Design related bias and sources of variation in diagnostic accuracy studies

Article type
Authors
Rutjes A, Reitsma J, Di Nisio M, Smidt N, van Rijn J, Bossuyt P
Abstract
Background: Previous research has provided empirical evidence that diagnostic studies with methodological shortcomings overestimate the accuracy of a diagnostic test.1 Solid evidence on the impact of design choices on accuracy is needed to guide researchers, reviewers and decision-makers in the design of studies and the appraisal of study findings. We extended previous research by examining more sources of bias and variation within a larger, more recent set of systematic reviews.

Purpose: To determine the relative importance of various sources of bias and variation in diagnostic accuracy studies.

Study selection: We searched for recently published systematic reviews summarizing the accuracy of diagnostic tests in Medline, Embase, Dare and Medion between 1999 and 2002. Reviews were eligible if they: a) included at least 10 original diagnostic accuracy studies; b) did not use design features as a inclusion criteria c) presented either pooled estimates or individual estimates of sensitivity and specificity of included studies. Two assessors independently assessed inclusion.

Data extraction: Two reviewers independently assessed the individual studies within these meta-analyses for several design and reporting characteristics, and extracted the raw data of the 2 by 2 table.

Data synthesis: We used a multivariable meta-regression model to investigate the association between estimates of diagnostic accuracy and 13 design characteristics. The main outcome measure was the relative diagnostic odds ratio (RDOR): the ratio between the average odds ratio in studies with certain methodological shortcomings and the average odds ratio in studies without these "flaws".

● **Extracted data**:
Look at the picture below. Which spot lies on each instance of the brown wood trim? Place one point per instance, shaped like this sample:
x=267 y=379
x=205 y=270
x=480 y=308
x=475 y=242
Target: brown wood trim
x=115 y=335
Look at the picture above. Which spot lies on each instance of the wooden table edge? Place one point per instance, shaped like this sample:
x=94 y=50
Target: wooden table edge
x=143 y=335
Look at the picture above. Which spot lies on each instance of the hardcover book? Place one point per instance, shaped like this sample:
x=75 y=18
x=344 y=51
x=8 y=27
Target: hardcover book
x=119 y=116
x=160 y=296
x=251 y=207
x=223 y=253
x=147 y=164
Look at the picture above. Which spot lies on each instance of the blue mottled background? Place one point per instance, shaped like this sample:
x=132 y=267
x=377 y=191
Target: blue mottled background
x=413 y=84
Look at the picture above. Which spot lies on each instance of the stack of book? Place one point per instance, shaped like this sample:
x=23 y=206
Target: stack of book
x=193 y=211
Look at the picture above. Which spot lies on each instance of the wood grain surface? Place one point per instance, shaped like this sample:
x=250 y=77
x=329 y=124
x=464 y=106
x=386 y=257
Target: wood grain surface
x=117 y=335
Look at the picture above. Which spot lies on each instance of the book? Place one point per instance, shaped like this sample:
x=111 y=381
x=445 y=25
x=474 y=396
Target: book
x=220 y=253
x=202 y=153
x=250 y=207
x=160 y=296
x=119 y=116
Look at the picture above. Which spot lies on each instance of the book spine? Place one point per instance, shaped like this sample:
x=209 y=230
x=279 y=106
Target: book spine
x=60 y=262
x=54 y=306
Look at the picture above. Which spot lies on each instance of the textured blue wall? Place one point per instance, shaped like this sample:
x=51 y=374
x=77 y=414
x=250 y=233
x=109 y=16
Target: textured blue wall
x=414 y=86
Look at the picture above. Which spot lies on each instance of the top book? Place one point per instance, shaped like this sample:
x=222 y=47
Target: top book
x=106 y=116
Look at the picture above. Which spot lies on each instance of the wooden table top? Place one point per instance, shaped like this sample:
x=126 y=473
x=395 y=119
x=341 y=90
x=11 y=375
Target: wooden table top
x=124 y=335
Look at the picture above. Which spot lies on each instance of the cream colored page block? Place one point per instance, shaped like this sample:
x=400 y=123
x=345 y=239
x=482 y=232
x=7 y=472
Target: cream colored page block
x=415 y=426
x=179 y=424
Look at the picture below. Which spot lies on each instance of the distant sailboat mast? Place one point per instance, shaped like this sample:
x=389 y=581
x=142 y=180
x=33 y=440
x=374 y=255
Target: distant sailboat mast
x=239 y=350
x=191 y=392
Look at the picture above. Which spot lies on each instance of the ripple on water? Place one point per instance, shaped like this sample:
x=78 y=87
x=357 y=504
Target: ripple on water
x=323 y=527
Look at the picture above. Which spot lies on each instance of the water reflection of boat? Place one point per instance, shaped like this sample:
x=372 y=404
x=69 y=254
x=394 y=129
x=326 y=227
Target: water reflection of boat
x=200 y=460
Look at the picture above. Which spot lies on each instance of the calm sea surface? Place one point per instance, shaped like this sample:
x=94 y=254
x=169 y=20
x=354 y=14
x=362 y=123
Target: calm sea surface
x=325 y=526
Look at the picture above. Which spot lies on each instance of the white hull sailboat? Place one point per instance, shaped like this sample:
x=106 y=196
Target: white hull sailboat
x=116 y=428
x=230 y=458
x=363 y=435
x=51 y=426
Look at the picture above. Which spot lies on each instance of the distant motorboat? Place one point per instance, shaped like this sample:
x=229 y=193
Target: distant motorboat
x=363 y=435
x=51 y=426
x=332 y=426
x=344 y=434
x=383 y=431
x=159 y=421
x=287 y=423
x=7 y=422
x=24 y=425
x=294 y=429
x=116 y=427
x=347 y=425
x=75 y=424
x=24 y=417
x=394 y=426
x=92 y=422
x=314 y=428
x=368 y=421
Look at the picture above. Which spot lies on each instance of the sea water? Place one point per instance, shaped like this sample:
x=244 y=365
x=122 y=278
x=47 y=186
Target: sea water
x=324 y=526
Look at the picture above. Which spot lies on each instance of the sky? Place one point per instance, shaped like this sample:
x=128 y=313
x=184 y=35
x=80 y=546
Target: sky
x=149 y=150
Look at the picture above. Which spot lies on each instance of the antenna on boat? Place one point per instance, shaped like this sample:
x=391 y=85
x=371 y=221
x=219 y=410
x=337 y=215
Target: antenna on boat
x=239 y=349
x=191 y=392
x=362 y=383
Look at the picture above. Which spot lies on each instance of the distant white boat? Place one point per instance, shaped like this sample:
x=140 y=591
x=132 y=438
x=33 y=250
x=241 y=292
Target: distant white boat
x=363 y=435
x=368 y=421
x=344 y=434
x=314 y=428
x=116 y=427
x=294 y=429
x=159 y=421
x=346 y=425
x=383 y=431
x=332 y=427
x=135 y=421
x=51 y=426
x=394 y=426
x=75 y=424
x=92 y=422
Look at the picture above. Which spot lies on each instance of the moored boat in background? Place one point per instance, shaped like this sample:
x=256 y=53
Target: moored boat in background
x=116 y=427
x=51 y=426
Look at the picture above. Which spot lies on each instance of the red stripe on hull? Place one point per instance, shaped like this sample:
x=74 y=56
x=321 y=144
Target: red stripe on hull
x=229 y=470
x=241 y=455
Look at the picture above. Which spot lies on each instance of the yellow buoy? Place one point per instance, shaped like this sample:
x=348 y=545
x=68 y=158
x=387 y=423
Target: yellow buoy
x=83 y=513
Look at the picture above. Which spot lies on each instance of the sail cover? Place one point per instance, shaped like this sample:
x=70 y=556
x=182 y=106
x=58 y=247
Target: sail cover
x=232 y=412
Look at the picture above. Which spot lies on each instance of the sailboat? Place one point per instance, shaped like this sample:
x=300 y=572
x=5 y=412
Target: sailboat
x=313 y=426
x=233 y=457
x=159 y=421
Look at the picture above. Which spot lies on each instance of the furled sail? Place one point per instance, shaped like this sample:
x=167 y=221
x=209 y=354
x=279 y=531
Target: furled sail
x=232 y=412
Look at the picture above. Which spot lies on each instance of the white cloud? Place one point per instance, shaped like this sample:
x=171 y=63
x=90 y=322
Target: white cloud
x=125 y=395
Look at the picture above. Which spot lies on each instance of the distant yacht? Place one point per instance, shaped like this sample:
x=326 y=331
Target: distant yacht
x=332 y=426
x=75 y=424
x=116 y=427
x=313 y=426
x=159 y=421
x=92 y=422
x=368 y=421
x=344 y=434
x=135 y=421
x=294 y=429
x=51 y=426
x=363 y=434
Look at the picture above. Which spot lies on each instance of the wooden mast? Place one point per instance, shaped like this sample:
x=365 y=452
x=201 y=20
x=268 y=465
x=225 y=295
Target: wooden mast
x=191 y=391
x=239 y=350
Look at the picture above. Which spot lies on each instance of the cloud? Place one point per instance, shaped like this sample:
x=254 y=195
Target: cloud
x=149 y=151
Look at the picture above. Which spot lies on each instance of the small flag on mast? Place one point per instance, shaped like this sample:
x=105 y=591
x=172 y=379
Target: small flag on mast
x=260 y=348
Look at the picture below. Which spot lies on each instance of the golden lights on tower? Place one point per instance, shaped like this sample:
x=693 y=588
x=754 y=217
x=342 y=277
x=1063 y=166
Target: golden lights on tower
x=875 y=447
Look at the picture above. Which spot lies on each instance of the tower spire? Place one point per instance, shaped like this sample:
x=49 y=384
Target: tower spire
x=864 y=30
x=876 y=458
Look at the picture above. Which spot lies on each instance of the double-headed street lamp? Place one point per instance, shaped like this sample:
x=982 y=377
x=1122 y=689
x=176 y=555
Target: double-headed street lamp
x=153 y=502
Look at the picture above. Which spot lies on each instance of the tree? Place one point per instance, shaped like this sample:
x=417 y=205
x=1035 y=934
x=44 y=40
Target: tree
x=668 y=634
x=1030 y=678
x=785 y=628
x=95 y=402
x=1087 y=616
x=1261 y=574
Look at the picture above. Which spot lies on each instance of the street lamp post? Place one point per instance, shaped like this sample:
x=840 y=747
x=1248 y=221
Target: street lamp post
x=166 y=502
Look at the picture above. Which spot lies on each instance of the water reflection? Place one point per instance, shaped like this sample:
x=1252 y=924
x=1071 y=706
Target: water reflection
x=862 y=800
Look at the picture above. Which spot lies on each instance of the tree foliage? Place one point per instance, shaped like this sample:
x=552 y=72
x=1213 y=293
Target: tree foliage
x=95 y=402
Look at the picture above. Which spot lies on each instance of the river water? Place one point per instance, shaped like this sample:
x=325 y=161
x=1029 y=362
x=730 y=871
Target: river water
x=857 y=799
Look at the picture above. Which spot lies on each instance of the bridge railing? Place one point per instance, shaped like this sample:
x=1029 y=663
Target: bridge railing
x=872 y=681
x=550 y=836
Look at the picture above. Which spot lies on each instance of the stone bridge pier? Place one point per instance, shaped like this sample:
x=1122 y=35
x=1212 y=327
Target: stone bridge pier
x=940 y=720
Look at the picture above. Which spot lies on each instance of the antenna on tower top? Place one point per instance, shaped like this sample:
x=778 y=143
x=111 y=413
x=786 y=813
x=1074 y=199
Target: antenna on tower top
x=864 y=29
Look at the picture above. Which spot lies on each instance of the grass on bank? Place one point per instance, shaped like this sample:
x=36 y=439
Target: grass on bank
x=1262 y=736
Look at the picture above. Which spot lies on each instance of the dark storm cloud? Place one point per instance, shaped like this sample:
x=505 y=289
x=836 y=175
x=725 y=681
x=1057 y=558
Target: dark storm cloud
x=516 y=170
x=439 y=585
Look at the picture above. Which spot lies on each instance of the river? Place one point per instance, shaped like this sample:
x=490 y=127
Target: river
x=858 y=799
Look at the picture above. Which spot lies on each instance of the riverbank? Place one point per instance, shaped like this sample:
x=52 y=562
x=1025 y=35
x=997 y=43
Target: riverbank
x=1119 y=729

● **Aim of the task**:
Reproduce the diagnostic accuracy abstract word for word, starting at "Purpose: To determine" and stopping after "independently assessed inclusion.".

● **Written response**:
Purpose: To determine the relative importance of various sources of bias and variation in diagnostic accuracy studies.

Study selection: We searched for recently published systematic reviews summarizing the accuracy of diagnostic tests in Medline, Embase, Dare and Medion between 1999 and 2002. Reviews were eligible if they: a) included at least 10 original diagnostic accuracy studies; b) did not use design features as a inclusion criteria c) presented either pooled estimates or individual estimates of sensitivity and specificity of included studies. Two assessors independently assessed inclusion.